Could you write out all of the records below again, swapping "one line per instance" for "one point per line" and changing nothing else? Leave the pictures out of your answer.
* * *
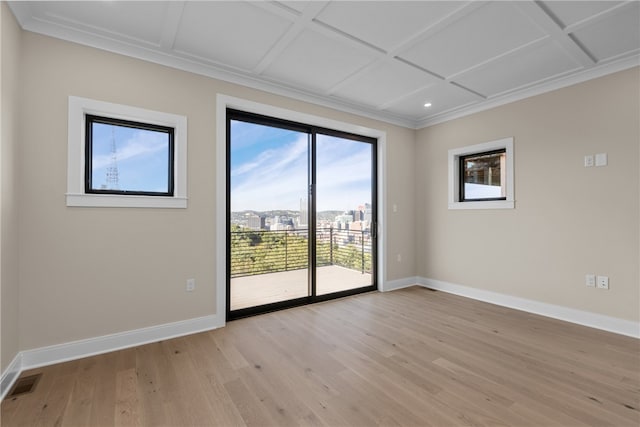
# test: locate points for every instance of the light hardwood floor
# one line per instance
(411, 357)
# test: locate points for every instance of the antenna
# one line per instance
(112, 170)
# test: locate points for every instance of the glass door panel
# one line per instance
(268, 242)
(344, 210)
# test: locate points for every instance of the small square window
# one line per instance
(483, 176)
(124, 156)
(129, 158)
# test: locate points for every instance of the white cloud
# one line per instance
(277, 178)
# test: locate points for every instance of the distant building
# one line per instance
(303, 221)
(255, 222)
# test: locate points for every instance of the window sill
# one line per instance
(122, 201)
(490, 204)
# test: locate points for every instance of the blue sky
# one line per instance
(269, 169)
(142, 157)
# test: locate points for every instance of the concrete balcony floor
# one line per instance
(261, 289)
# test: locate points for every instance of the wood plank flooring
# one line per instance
(411, 357)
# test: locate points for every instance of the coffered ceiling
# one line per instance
(381, 59)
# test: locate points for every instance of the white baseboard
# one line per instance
(10, 375)
(585, 318)
(58, 353)
(392, 285)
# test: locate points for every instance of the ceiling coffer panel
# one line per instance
(477, 37)
(235, 34)
(571, 12)
(613, 36)
(443, 97)
(542, 62)
(399, 81)
(137, 21)
(376, 22)
(316, 62)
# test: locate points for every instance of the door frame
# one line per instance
(225, 101)
(313, 132)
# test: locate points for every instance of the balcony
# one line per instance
(272, 266)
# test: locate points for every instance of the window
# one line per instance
(481, 176)
(124, 157)
(121, 156)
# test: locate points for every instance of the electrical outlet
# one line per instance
(603, 282)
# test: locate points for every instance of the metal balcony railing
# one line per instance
(261, 251)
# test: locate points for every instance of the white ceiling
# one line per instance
(381, 59)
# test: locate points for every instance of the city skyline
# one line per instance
(141, 156)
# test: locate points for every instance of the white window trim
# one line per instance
(76, 196)
(454, 175)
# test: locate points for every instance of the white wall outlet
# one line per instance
(590, 280)
(603, 282)
(588, 161)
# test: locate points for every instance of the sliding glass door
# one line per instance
(344, 213)
(300, 214)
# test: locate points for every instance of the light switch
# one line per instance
(601, 159)
(603, 282)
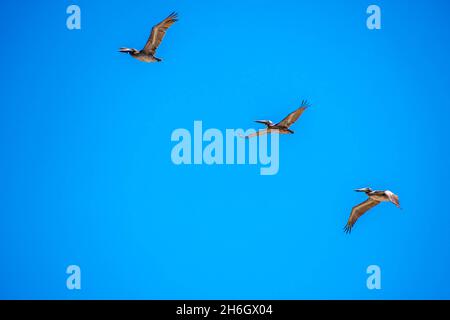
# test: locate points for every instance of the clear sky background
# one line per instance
(86, 176)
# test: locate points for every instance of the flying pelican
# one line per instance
(281, 127)
(375, 197)
(158, 32)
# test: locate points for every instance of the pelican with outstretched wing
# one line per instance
(375, 198)
(158, 32)
(282, 127)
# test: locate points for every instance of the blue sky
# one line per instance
(87, 179)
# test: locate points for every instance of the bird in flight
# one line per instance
(281, 127)
(375, 198)
(147, 54)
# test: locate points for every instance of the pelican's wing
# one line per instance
(158, 33)
(293, 116)
(256, 134)
(358, 211)
(393, 198)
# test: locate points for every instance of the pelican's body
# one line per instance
(282, 127)
(375, 197)
(147, 54)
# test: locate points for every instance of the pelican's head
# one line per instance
(365, 190)
(266, 122)
(129, 50)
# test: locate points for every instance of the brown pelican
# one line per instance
(158, 32)
(281, 127)
(375, 197)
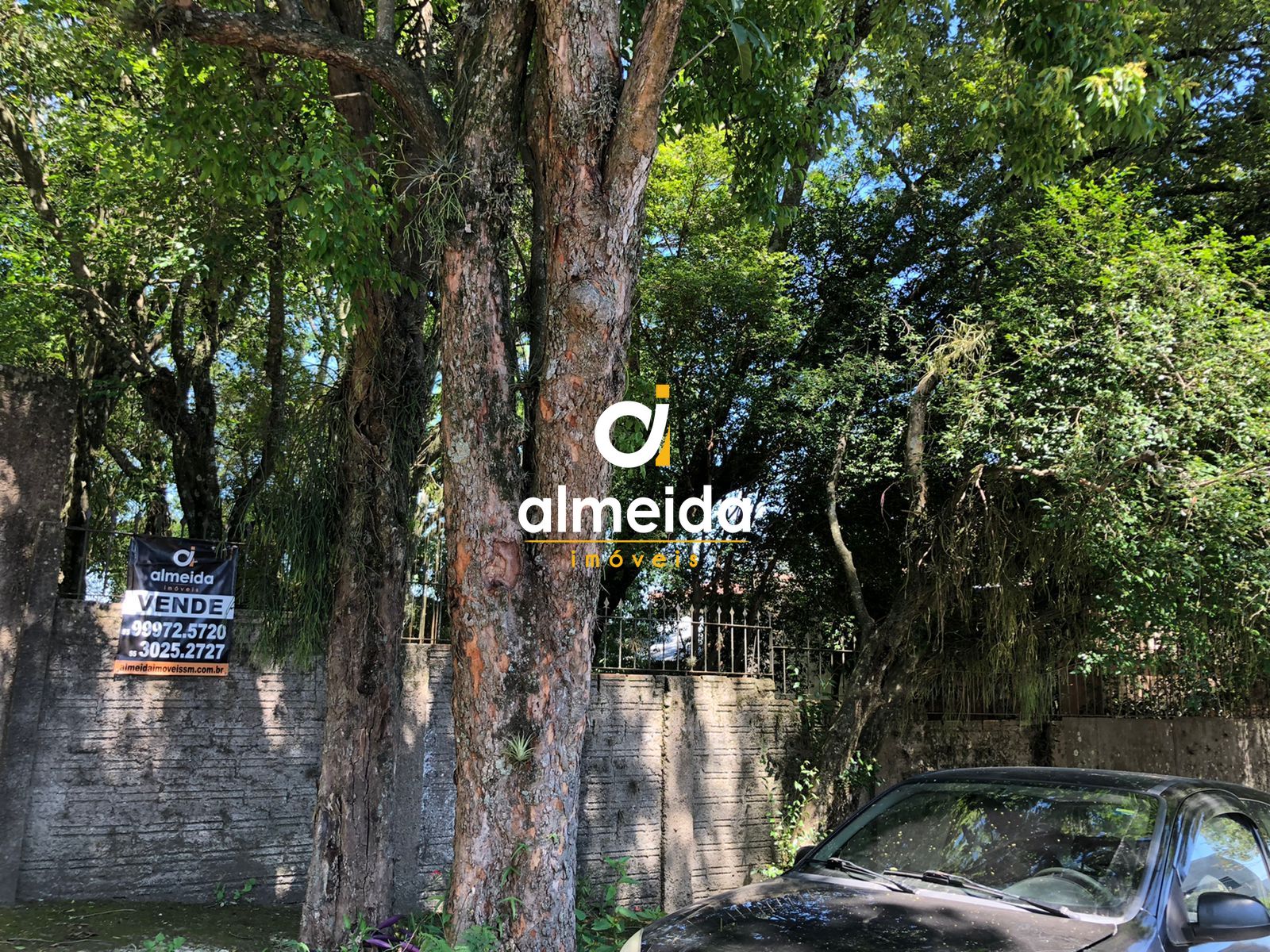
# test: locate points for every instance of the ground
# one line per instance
(114, 927)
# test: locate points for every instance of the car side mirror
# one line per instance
(1229, 917)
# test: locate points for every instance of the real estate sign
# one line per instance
(178, 611)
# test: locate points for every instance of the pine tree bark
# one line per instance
(385, 399)
(520, 617)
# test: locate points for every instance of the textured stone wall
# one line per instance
(164, 789)
(673, 780)
(36, 420)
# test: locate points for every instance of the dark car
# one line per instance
(1010, 860)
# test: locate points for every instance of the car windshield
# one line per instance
(1083, 848)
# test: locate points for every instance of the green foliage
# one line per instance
(226, 896)
(163, 943)
(1117, 427)
(603, 922)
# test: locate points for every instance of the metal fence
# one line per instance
(706, 640)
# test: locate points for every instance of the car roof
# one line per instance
(1164, 785)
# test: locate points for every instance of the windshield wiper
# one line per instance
(948, 879)
(836, 862)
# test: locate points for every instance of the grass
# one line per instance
(133, 927)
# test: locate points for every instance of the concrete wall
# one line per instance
(1219, 748)
(36, 419)
(164, 789)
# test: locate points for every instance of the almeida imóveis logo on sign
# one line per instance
(645, 516)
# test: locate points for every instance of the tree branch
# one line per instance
(99, 317)
(385, 22)
(630, 154)
(309, 41)
(914, 436)
(864, 620)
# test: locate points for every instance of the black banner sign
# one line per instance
(178, 611)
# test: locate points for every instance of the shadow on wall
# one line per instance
(168, 787)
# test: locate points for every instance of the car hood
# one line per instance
(810, 913)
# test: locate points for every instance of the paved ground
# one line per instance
(111, 927)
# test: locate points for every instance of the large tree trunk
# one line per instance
(521, 615)
(385, 393)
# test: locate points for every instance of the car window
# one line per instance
(1260, 812)
(1225, 856)
(1080, 847)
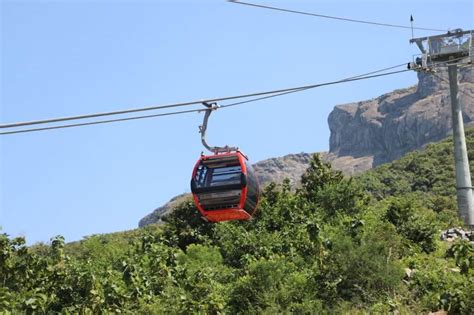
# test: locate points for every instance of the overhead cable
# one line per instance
(275, 93)
(335, 17)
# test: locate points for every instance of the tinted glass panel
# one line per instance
(220, 176)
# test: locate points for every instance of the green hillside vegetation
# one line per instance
(334, 245)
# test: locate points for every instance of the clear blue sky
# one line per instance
(61, 58)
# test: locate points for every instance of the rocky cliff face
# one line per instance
(404, 120)
(368, 133)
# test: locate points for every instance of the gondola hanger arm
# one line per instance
(210, 107)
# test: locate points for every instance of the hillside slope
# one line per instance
(368, 133)
(336, 245)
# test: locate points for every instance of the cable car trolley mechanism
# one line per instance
(452, 46)
(223, 184)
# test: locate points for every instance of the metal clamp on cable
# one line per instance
(202, 129)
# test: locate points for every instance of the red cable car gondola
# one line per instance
(223, 184)
(225, 187)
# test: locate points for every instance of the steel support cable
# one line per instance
(276, 94)
(447, 81)
(334, 17)
(303, 89)
(134, 110)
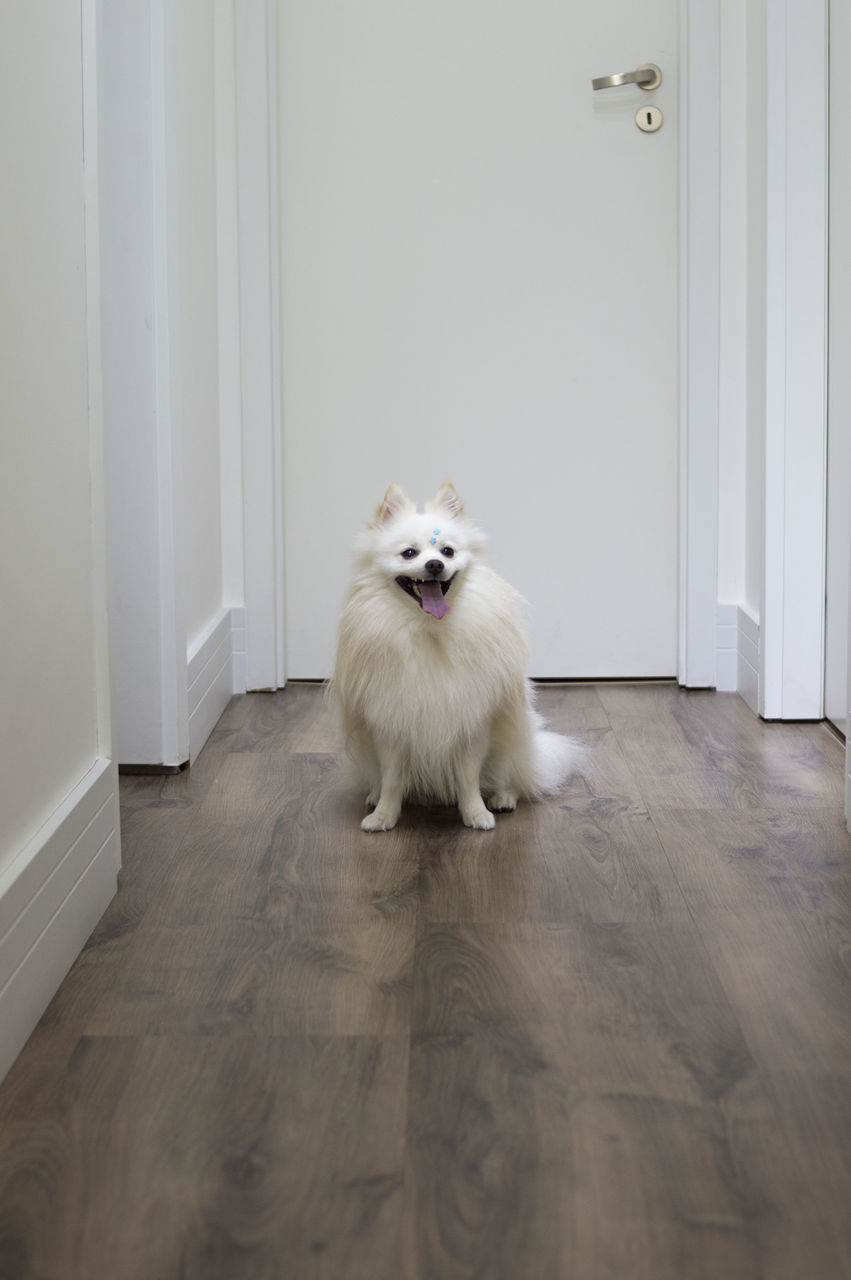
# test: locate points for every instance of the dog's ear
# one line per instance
(447, 499)
(396, 502)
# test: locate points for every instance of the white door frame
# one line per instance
(795, 529)
(699, 160)
(256, 81)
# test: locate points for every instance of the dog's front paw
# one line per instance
(503, 801)
(380, 819)
(480, 819)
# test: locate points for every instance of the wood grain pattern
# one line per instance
(611, 1038)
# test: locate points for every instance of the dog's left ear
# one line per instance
(447, 499)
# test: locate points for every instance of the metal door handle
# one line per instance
(648, 76)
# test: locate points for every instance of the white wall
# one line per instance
(49, 716)
(59, 845)
(196, 332)
(168, 273)
(732, 407)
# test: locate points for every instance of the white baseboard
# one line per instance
(215, 671)
(726, 648)
(737, 653)
(238, 634)
(749, 661)
(51, 896)
(209, 680)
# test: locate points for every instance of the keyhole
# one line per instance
(649, 119)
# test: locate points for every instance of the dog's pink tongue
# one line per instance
(434, 602)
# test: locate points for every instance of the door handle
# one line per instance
(648, 76)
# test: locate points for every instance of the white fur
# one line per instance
(439, 708)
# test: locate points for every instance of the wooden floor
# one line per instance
(611, 1038)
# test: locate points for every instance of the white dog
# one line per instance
(431, 672)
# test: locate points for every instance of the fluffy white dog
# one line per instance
(430, 672)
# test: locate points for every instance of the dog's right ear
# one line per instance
(396, 503)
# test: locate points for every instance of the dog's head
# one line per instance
(422, 554)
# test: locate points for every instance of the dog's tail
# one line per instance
(554, 759)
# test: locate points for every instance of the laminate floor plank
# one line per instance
(223, 1159)
(608, 1040)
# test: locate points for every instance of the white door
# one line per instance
(838, 533)
(479, 274)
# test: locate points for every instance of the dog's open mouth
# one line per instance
(429, 594)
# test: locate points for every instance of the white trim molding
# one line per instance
(792, 611)
(51, 896)
(209, 680)
(737, 653)
(256, 40)
(699, 339)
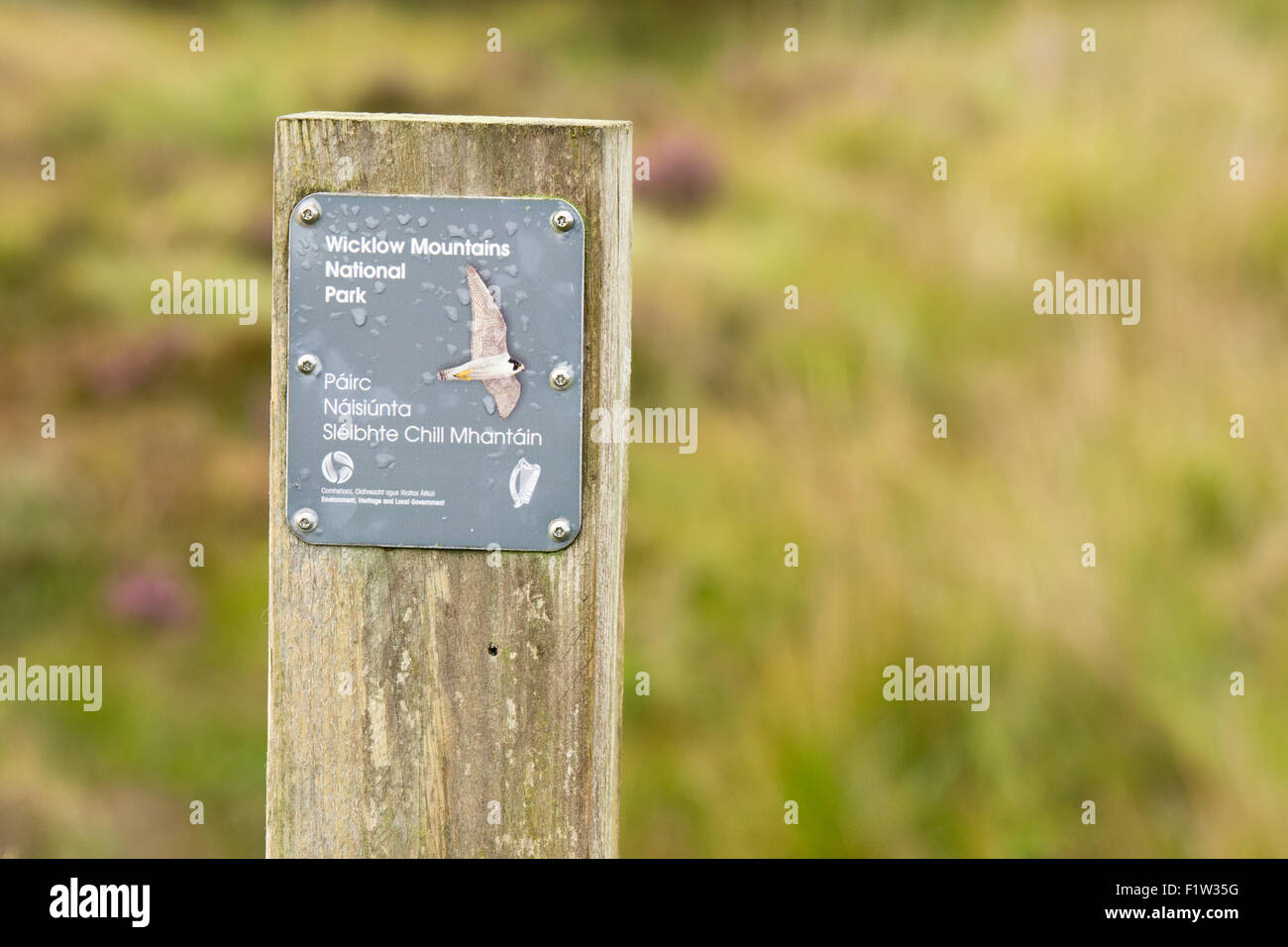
* * *
- SOLUTION
# test: locate points for every instance of the light hardwood floor
# one point per line
(411, 357)
# test: locate points for every instance of the antenna
# one point per line
(112, 170)
# test: locate points for every instance of the glass door panel
# one point per line
(268, 242)
(344, 210)
# test: locate points for every instance of the small square window
# one point per line
(483, 176)
(124, 156)
(129, 158)
# test: locate points for every instance of the white cloud
# one point per line
(277, 178)
# test: locate points for every instance of the distant building
# one point per line
(303, 221)
(255, 222)
# test: locate points for every instance of the window sill
# one point per line
(122, 201)
(490, 204)
# test: locate points for every instance of the blue sky
# one point per line
(269, 169)
(142, 157)
# test: locate points for every instance of the concrete balcony floor
# one point per line
(261, 289)
# test: locate points for every instance of the wood plank flooring
# one point per line
(411, 357)
# test: locate points for every instance of the coffered ceiling
# one point per line
(381, 59)
# test: locate points for every instance of the white baseboard
# one point per line
(10, 375)
(585, 318)
(58, 353)
(392, 285)
# test: locate points for every instance of the ceiling coffer panel
# one point per line
(477, 37)
(235, 34)
(571, 12)
(613, 36)
(443, 97)
(542, 62)
(399, 81)
(137, 21)
(376, 22)
(316, 62)
# test: locate points for every instance of the door frame
# one point per line
(225, 101)
(313, 132)
# test: locate points for every instance of the balcony
# one point per line
(272, 266)
# test: locate points for every instance of the window
# one point per line
(481, 176)
(124, 157)
(121, 156)
# test: locate points for every instance of the electrical outlet
# one point per line
(603, 282)
# test: locate points for every instance of the metal balcony railing
# one point per line
(261, 251)
# test: locate points for every instance of the white ceiling
# one point per line
(381, 59)
# test: locate points for every instance of the city skyline
# one point per line
(141, 156)
# test: locate points for every instance of the white window trim
# one point per line
(76, 196)
(454, 175)
# test: locate points for every instance of the white wall outlet
# one point per line
(590, 280)
(603, 282)
(588, 161)
# test: locate points for every instance of the sliding glass door
# one point per line
(344, 213)
(300, 214)
# test: locate points for every instance of the light switch
# one point per line
(601, 159)
(603, 282)
# test: locate points for every instance of the clear sky background
# one point per line
(86, 176)
# test: locate points for every instance of the flying pelican
# one point per line
(281, 127)
(375, 197)
(158, 32)
# test: locate points for every instance of the pelican with outstretched wing
# one point per line
(375, 198)
(158, 32)
(282, 127)
# test: locate points for every instance of the blue sky
# one point per line
(87, 179)
# test: locate points for every instance of the bird in flight
# one point per line
(281, 127)
(375, 198)
(147, 54)
# test: locate points for every instance of the pelican's wing
# one point per line
(158, 33)
(293, 116)
(256, 134)
(358, 211)
(393, 198)
# test: locate points for every instance of the pelican's body
# one point per line
(282, 127)
(375, 197)
(147, 54)
# test: locate points for every instance of the pelican's head
# one point per line
(365, 190)
(266, 122)
(129, 50)
# test: locate points for every instance of the brown pelican
# one point per line
(158, 32)
(281, 127)
(375, 197)
# test: locate points for every instance of the ground
# one point per line
(114, 927)
# test: locate points for every instance of the car side mirror
# one point per line
(1229, 917)
# test: locate points for every instance of the real estate sign
# one point per line
(178, 611)
# test: locate points for every instance of the pine tree bark
# one point per line
(385, 399)
(520, 617)
# test: locate points for every instance of the textured stone wall
# one point per line
(164, 789)
(673, 780)
(36, 420)
# test: locate points for every instance of the dark car
# one point per line
(1010, 860)
# test: locate points for every instance of the car windshield
# one point per line
(1083, 848)
# test: locate points for every instance of the green foliage
# one point per line
(226, 896)
(163, 943)
(1117, 427)
(603, 922)
# test: locate points for every instance of the metal fence
# one point per line
(706, 640)
# test: locate points for every instance of the car roof
# one point per line
(1164, 785)
# test: locate points for every instance of the windshield wiper
# one point per line
(948, 879)
(836, 862)
# test: locate points for every instance of the grass
# one point per line
(133, 927)
# test: locate points for every instance of the concrete wall
# one point per line
(1219, 748)
(36, 419)
(164, 789)
# test: locate points for every instance of the almeida imóveis logo on sign
# one point per line
(645, 516)
# test: locate points for every instance of the tree branch
# one point per line
(99, 317)
(385, 22)
(630, 154)
(309, 41)
(914, 436)
(864, 620)
# test: locate points for every instance of the black banner sign
# one point per line
(178, 611)
# test: locate points for every instance of the shadow on wall
# one point per line
(168, 787)
# test: locate points for every instance of the car hood
# one point per line
(810, 913)
# test: locate points for every instance of the paved ground
# one point per line
(111, 927)
# test: locate points for every instance of the large tree trunk
# one point per line
(521, 615)
(385, 393)
# test: locate points for every instance of the car window
# one point per line
(1260, 812)
(1225, 856)
(1080, 847)
# test: locate points for every instance of the overhead cable
# one point per line
(275, 93)
(335, 17)
# test: locate points for every instance of the tinted glass panel
# one point per line
(220, 176)
# test: locate points for every instance of the green hillside vegetation
# one point per line
(334, 245)
# test: locate points for every instance of the clear blue sky
# one point per line
(61, 58)
# test: locate points for every instance of the rocky cliff face
# one point per line
(404, 120)
(368, 133)
# test: locate points for every instance of the gondola hanger arm
# one point per line
(210, 107)
# test: locate points for every instance of the hillside slope
# one point per line
(368, 133)
(336, 245)
# test: locate points for every instance of the cable car trolley mechanism
# one point per line
(452, 46)
(223, 184)
# test: locate points for every instance of the metal clamp on cable
# one point per line
(202, 129)
# test: locate points for every instance of the red cable car gondola
# one point per line
(223, 184)
(225, 187)
# test: locate points for every instance of the steel support cable
# one point per line
(276, 94)
(447, 81)
(334, 17)
(303, 89)
(134, 110)
# test: locate points for every instance of the dog's ear
# one point per line
(447, 499)
(396, 502)
# test: locate points for every instance of the white door frame
# one point per line
(795, 529)
(699, 160)
(256, 81)
# test: locate points for every instance of the dog's front paw
# one point per line
(503, 801)
(380, 819)
(480, 819)
# test: locate points for every instance of the wood grain pattern
# one point per line
(611, 1038)
# test: locate points for every instance of the dog's left ear
# one point per line
(447, 499)
# test: locate points for every instance of the metal door handle
# one point per line
(648, 76)
# test: locate points for every instance of the white wall
# one point per line
(49, 716)
(59, 845)
(196, 332)
(168, 273)
(732, 407)
# test: locate points for every instance of the white baseboard
# one point per line
(215, 671)
(726, 648)
(737, 653)
(238, 634)
(749, 661)
(51, 896)
(209, 680)
# test: locate points for every instance of the keyhole
# one point per line
(649, 119)
# test: locate points for every instance of the dog's pink tongue
# one point per line
(434, 602)
# test: locate points for every instance of the door handle
# one point per line
(648, 76)
# test: locate points for every instance of the white fur
# one point per line
(439, 708)
# test: locate points for every instance of the wooden floor
# one point per line
(611, 1038)
# test: locate points for every instance of the white dog
# one point per line
(431, 672)
# test: locate points for every instance of the fluffy white dog
# one point per line
(430, 672)
# test: locate points for every instance of the dog's right ear
# one point per line
(396, 503)
# test: locate points for every instance of the dog's head
# one point per line
(422, 554)
# test: locate points for every instance of the dog's tail
# one point per line
(554, 759)
# test: locate points for every instance of the laminate floor plank
# one point per line
(223, 1159)
(608, 1040)
# test: locate points for every instance of the white door
# one point per line
(838, 533)
(479, 274)
# test: locate points for every instance of the dog's open mouth
# one point per line
(429, 594)
# test: locate points for every instance of the white trim molding
# one point per line
(792, 611)
(51, 896)
(209, 680)
(737, 653)
(256, 40)
(699, 339)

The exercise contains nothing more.